* Stated goal *
Pick out every line in the records below that contains the word "jacket" and copy each one, treating case as significant.

* begin Data for this exercise *

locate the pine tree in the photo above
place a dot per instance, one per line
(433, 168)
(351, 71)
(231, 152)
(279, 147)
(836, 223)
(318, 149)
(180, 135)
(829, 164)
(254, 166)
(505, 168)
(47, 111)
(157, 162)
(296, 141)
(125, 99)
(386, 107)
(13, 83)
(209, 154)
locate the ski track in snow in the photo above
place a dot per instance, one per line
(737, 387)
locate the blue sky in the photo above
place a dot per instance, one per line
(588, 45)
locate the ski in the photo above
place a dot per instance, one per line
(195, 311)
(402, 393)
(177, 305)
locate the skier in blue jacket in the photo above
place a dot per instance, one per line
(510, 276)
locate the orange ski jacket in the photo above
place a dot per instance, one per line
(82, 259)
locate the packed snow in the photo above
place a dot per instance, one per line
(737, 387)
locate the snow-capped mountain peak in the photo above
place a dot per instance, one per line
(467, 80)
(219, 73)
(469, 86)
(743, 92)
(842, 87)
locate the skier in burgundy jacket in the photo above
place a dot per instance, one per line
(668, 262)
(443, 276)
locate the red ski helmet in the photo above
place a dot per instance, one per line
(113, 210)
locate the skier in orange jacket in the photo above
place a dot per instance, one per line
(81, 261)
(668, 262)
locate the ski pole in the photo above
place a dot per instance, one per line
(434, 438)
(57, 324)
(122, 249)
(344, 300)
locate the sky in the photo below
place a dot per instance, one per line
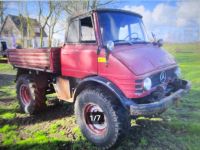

* end Data for this exercise *

* Solution to this task *
locate the skier in blue jacket in the photo above
locate the orange ski jacket in the photo above
locate the skier in burgundy jacket in the photo above
locate the skier in orange jacket in the photo above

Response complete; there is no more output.